What needs to be done. Beginning with the first line, transcribe the entries below exactly through the line containing "of the wing", inclusive.

Dataset.
:::::
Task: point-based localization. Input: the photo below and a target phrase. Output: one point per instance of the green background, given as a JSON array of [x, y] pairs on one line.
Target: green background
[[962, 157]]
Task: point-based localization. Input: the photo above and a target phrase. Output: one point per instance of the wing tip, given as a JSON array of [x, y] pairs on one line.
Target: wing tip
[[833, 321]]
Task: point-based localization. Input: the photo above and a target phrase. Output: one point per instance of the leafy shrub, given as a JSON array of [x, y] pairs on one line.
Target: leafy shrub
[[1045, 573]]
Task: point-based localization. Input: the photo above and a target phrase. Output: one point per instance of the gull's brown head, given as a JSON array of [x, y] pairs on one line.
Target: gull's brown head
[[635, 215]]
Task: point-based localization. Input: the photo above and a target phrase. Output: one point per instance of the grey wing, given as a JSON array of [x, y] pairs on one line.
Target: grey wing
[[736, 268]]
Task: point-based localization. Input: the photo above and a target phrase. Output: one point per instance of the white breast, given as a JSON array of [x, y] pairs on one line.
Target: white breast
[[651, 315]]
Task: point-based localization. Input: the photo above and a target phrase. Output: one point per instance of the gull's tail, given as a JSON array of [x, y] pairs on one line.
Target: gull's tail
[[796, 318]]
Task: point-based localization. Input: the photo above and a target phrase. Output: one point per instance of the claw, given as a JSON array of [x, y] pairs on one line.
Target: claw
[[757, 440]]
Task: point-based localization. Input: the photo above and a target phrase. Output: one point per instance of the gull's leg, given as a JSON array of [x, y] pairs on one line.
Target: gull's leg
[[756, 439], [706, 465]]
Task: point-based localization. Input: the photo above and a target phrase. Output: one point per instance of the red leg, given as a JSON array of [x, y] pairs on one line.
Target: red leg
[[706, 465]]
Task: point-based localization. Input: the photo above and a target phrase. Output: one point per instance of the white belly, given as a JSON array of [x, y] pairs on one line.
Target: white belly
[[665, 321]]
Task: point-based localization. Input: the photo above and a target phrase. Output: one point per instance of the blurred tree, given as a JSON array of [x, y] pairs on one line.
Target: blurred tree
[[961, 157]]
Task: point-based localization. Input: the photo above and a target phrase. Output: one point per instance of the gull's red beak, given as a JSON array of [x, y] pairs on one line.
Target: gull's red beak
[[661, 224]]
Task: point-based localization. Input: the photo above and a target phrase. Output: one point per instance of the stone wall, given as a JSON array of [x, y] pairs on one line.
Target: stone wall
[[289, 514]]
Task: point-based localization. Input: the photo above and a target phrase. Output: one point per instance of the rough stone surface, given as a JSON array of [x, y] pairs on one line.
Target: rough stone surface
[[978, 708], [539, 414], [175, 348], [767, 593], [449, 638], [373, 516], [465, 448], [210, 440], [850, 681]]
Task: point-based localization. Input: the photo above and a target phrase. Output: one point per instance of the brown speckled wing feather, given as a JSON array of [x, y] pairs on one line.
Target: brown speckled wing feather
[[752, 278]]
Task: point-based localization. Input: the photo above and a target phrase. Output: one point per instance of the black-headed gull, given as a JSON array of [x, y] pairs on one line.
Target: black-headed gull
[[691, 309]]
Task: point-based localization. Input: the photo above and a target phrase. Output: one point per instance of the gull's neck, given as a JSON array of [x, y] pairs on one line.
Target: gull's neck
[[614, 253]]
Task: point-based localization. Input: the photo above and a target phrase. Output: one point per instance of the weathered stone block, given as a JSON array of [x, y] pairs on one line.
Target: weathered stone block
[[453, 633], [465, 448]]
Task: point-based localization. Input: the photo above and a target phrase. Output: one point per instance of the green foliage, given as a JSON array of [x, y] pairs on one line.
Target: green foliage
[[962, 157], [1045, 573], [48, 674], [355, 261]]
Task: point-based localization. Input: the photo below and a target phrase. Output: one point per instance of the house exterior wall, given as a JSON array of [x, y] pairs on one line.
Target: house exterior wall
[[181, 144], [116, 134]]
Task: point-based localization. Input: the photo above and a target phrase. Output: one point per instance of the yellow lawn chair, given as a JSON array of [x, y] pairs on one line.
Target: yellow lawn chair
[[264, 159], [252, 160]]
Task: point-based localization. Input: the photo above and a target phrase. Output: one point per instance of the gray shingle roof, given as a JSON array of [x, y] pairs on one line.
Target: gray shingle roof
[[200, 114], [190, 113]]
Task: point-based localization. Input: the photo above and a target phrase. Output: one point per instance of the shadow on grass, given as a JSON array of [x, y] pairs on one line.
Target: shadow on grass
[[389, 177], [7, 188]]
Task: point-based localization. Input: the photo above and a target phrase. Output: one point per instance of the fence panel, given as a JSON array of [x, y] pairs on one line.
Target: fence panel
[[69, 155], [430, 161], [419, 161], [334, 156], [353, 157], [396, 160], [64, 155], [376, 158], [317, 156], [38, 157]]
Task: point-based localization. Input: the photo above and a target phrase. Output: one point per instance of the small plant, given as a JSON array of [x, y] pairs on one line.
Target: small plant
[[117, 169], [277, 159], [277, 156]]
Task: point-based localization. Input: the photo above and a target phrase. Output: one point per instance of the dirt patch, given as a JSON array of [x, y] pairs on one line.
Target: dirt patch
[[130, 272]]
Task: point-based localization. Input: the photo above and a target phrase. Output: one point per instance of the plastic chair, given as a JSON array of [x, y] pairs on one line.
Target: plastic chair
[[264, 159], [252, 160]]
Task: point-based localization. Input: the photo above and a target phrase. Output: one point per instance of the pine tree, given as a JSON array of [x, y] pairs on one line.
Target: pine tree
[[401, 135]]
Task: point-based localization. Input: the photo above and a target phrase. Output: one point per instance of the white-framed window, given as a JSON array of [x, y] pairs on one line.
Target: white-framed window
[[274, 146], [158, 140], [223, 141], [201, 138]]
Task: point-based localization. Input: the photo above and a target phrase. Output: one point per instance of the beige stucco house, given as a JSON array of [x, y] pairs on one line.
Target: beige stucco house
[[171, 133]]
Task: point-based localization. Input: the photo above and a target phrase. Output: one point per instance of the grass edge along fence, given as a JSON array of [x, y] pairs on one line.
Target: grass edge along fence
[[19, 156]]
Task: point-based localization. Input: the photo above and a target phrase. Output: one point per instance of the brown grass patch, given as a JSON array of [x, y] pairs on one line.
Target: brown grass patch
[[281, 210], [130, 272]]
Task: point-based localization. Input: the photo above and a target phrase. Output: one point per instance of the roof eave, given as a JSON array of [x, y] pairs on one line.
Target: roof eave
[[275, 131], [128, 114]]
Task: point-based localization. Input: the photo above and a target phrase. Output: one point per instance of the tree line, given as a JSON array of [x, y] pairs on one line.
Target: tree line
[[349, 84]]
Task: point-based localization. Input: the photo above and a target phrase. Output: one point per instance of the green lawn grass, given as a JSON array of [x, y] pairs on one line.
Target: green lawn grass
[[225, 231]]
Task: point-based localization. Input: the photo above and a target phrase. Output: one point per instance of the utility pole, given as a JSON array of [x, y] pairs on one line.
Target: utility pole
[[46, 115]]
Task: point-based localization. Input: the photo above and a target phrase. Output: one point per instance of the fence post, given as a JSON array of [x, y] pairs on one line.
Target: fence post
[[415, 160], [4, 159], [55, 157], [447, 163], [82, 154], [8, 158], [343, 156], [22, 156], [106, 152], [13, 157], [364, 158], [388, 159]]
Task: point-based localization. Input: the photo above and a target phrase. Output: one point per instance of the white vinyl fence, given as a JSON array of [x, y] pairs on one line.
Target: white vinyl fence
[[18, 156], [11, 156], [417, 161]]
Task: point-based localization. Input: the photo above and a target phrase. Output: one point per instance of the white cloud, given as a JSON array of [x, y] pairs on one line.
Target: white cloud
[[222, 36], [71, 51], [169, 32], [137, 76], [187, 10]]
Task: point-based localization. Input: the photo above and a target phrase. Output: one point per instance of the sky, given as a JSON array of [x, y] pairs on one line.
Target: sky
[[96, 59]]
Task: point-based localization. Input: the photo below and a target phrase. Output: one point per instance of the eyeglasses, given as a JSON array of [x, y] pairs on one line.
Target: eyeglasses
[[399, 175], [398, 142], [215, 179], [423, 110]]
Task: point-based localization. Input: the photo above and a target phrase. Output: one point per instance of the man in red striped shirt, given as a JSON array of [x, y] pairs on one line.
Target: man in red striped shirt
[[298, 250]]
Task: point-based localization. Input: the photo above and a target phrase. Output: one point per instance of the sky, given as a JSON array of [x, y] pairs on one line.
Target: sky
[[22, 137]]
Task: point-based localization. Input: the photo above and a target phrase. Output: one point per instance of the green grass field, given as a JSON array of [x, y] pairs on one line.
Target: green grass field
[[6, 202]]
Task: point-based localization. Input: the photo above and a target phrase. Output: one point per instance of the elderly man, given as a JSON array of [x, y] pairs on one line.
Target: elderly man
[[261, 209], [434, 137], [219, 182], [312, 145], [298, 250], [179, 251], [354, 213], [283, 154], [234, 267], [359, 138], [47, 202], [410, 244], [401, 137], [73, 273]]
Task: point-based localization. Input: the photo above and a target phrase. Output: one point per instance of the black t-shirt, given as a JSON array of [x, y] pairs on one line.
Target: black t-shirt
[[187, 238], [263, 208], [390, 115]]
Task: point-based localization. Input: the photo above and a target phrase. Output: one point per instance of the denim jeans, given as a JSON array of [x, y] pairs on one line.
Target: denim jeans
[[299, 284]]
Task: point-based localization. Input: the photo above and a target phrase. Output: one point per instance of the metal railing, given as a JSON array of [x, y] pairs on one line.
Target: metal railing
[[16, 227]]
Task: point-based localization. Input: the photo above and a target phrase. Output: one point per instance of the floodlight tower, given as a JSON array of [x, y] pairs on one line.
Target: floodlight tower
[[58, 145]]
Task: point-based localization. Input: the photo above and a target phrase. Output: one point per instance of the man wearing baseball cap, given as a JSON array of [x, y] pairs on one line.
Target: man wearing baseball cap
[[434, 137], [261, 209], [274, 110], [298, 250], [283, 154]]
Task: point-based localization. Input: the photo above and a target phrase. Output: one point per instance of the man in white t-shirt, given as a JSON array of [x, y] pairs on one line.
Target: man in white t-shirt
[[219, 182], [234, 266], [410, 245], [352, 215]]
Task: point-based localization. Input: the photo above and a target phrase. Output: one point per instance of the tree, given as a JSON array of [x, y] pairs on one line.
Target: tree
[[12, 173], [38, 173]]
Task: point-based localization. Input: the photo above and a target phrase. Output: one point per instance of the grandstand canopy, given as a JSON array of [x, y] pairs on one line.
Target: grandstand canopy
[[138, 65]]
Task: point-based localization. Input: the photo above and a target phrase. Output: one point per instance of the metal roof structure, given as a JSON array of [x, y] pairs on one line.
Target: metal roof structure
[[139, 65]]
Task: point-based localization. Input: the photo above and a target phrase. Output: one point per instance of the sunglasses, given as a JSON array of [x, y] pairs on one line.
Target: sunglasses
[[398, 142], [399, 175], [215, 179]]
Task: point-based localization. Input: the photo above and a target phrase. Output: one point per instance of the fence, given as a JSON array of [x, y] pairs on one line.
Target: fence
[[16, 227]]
:::::
Answer to the problem.
Task: point-based localization. Input: the photo below and a target phrase. Output: one point per instance of the green background, given as a JSON array of [x, y] pairs on one line.
Target: green background
[[962, 157]]
Task: point-based localization. Input: the photo above and a target phrase. Output: one point per instance of the wing tip, given as a JSON array of [x, y] pairs on one line.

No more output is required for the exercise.